=== SOURCE MATERIAL ===
□ □ □

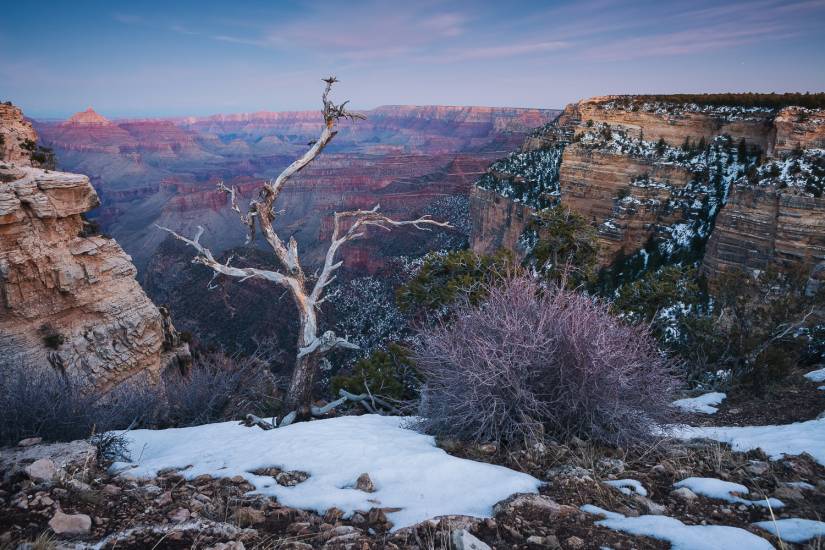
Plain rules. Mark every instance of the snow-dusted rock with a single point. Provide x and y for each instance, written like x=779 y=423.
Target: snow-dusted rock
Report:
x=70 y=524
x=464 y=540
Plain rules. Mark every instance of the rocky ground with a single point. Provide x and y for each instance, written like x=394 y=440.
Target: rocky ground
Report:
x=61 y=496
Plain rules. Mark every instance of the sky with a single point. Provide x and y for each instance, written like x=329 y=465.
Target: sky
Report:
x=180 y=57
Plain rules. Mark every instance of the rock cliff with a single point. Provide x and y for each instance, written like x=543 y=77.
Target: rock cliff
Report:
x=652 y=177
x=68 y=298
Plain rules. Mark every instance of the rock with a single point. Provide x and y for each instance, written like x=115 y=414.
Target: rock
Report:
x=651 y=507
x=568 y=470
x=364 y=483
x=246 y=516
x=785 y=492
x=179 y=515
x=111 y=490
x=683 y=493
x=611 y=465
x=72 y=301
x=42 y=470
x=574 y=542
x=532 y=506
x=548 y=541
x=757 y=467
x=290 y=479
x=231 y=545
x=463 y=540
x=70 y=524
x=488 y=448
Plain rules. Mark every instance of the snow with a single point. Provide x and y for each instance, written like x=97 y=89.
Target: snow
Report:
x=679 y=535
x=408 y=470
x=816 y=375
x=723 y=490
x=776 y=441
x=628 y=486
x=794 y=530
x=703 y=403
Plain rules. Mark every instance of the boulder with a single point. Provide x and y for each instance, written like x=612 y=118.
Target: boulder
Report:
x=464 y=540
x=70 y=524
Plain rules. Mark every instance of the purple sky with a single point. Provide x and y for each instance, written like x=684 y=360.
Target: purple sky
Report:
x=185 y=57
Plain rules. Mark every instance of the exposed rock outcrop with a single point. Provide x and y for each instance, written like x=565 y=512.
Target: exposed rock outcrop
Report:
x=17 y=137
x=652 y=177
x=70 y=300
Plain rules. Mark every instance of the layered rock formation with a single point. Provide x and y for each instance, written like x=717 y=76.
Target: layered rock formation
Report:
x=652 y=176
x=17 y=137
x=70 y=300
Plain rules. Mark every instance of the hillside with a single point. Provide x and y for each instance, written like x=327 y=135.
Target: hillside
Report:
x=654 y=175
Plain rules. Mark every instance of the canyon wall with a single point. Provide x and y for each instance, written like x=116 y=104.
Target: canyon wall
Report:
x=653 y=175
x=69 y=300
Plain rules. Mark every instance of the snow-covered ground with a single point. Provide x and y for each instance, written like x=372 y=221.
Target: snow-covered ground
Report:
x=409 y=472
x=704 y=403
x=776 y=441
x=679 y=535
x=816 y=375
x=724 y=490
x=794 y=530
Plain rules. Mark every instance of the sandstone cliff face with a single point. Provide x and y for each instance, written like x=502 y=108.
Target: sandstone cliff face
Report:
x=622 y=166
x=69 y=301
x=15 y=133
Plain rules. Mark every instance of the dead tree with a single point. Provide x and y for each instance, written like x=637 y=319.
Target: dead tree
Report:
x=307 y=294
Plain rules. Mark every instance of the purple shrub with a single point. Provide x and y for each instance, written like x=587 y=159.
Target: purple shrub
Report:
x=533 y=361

□ □ □

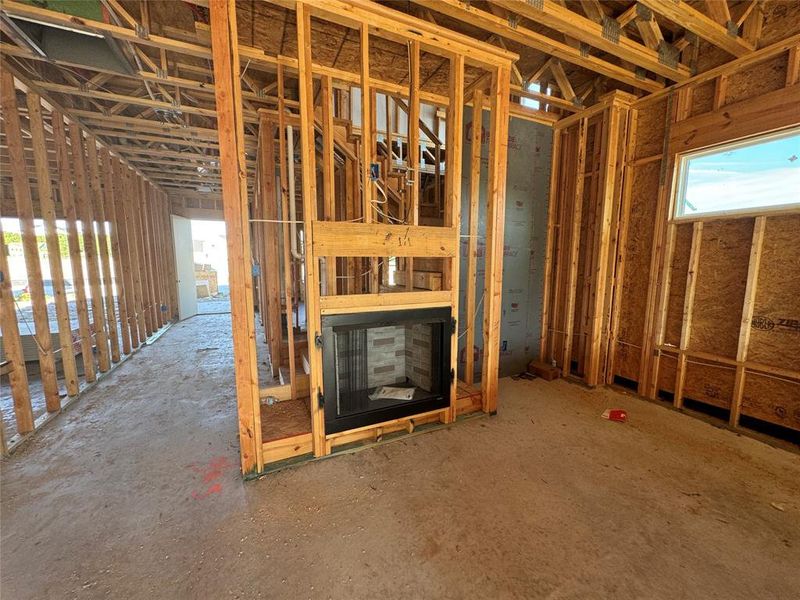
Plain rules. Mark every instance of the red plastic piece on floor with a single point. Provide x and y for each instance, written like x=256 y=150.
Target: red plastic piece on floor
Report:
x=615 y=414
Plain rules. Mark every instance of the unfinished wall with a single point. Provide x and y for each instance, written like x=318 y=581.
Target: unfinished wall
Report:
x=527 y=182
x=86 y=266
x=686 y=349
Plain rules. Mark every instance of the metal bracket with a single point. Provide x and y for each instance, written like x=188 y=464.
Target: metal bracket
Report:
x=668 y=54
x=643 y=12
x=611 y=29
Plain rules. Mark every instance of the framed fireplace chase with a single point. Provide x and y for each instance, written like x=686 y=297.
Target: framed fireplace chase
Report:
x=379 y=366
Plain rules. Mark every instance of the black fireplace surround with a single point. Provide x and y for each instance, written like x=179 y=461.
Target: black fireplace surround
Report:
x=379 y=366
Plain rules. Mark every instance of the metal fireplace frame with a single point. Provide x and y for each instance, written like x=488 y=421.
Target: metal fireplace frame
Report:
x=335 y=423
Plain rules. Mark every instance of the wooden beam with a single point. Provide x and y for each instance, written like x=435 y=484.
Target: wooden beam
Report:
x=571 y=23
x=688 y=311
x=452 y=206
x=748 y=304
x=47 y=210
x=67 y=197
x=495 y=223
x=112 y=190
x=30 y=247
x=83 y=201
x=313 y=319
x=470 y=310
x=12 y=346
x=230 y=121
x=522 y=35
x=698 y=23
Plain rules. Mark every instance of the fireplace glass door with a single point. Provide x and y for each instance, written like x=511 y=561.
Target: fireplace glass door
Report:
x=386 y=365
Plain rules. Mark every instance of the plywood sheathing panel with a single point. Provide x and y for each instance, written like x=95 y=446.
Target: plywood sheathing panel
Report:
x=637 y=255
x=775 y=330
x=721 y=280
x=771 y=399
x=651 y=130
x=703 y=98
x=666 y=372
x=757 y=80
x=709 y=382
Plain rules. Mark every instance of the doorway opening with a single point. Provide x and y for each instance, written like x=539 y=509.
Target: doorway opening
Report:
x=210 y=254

□ □ □

Render the material from the line with "Plain rules. Mark every instance of the rock cliff" to the line with "x=703 y=403" as a two-column CSV headed text and answer, with one row for each text and its answer. Quote every field and replace line breaks with spaces.

=== SOLUTION ===
text,answer
"Plain rules. Mark every instance of the rock cliff with a single point. Provide x and y for each instance, written like x=543 y=77. Target: rock cliff Report:","x=652 y=177 x=68 y=298"
"Plain rules. Mark every instance of the rock with a single point. Provide x and y for each instance, written like x=115 y=414. Target: rock Report:","x=651 y=507 x=568 y=470 x=364 y=483 x=246 y=516 x=785 y=492 x=179 y=515 x=111 y=490 x=683 y=493 x=611 y=465 x=72 y=301 x=42 y=470 x=574 y=542 x=532 y=506 x=548 y=541 x=757 y=467 x=290 y=479 x=231 y=545 x=463 y=540 x=70 y=524 x=488 y=448"
"Plain rules. Mark every instance of the snow with a single point. Provide x and y for each instance, written like x=97 y=89. Target: snow Report:","x=679 y=535 x=408 y=470 x=816 y=375 x=723 y=490 x=776 y=441 x=628 y=486 x=794 y=530 x=703 y=403"